__Set problem__. Rewrite the records below with "set a point on" switched to "put a marker on" wherever it appears, keeping everything else the same, and leave the pictures out.

[Source data]
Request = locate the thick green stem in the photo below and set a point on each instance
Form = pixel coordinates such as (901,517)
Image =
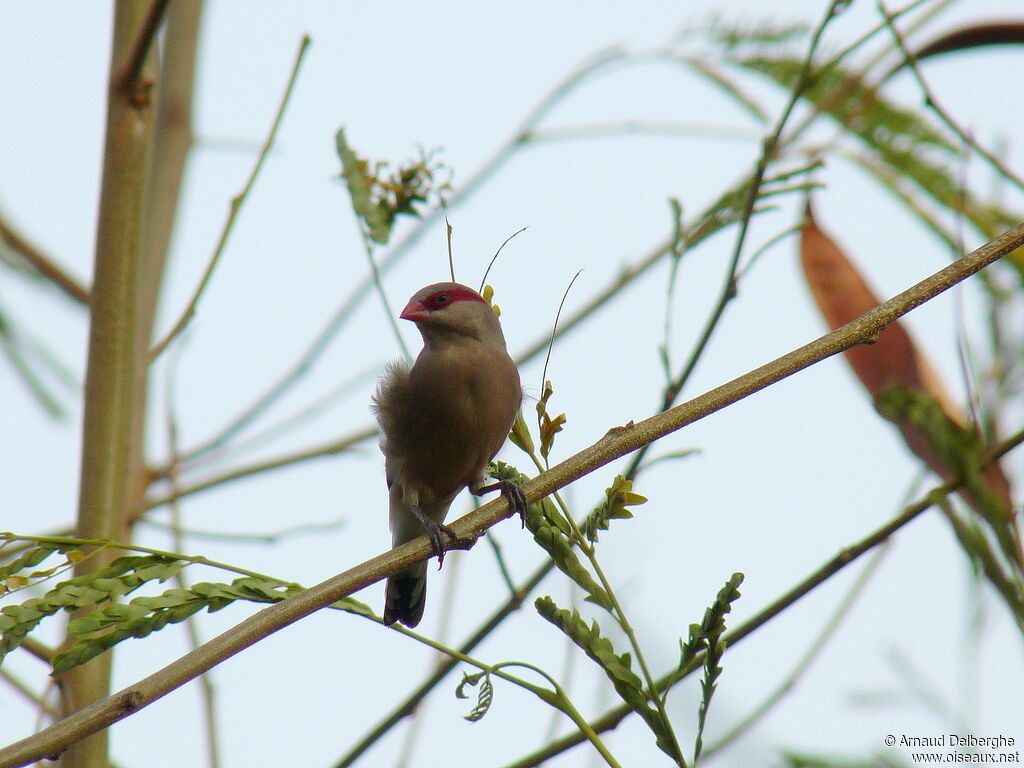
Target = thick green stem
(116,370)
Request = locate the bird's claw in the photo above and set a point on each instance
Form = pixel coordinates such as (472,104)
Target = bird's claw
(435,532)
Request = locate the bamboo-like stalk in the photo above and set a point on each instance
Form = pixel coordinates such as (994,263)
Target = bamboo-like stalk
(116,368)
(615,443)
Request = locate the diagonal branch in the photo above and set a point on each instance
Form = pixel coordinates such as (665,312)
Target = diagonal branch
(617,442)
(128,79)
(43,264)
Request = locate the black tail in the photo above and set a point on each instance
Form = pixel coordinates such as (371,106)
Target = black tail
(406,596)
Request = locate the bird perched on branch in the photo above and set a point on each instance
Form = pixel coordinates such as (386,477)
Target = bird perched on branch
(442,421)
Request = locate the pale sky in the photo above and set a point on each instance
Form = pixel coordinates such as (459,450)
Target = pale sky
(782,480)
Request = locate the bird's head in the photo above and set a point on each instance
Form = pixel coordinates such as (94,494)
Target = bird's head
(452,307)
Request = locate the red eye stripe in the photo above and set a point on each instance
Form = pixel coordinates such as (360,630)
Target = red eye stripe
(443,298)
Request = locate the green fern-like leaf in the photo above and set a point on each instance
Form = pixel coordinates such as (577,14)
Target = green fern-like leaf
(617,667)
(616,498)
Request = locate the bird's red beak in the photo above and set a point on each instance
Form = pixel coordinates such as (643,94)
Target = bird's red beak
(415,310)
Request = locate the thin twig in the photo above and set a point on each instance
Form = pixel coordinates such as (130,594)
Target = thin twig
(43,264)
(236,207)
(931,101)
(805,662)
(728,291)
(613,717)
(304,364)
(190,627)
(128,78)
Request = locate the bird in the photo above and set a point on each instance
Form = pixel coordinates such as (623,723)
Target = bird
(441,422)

__Solution below__.
Request = locate the thick green stem in the photo below and put a marker on each instance
Form = pixel coordinates such as (901,517)
Image =
Target = thick green stem
(116,370)
Request = locate the bird's claw in the photo above and put a marker on each instance
Form = pixel coordinates such as (472,104)
Target = bird's claw
(435,532)
Request = locate the bamboo-like stalk in the photo above and put a marker on each instance
Form = pixel coordinates such as (994,263)
Target = bamboo-like stalk
(116,368)
(615,443)
Request = locate the diagonal branch in the photo above and put a marker on each instance
Form = pixel coordinates such as (665,312)
Target = diagonal branch
(617,442)
(128,79)
(43,264)
Request = locate the black tail in the photo above and put a marker on each instance
Form = pixel coordinates such as (371,106)
Target = black tail
(406,596)
Request = locate the bird perched on branch in the photo above and put a marker on each instance
Form = pixel coordinates such as (386,477)
Target = bird perched on branch
(442,421)
Request = locate the pale sky in the photo above and put a marker on each instance
Form = pixel coordinates such as (459,450)
Target = pale sky
(782,480)
Request = locate the bird's head in the photo above and put a marker on each instance
Form = pixel coordinates such as (94,494)
Target = bird's head
(452,307)
Request = locate the red eye stripe in the photo above and put a marker on each instance
Form = pixel coordinates such as (360,630)
Target = red eye stripe
(443,298)
Request = locate the green fern-like leaf in the photo above and put a marker on each instance
Form = pixel coordinates such as (577,14)
Target = green fern-like leaf
(617,667)
(616,498)
Request = locate the bird's red beak in the photo above and put a marker on each instance
Form = pixel coordinates such as (643,94)
Target = bird's red beak
(415,310)
Request = locate the thin twig in the photo above and put a marker on each instance
Form = pixel coordinates such as (130,594)
Target = thin twig
(43,264)
(236,207)
(931,101)
(805,662)
(728,291)
(613,717)
(304,364)
(190,627)
(128,78)
Request = locate the bird in the photo above and put a marker on each instance
Form = pixel coordinates such as (623,723)
Target = bird
(441,422)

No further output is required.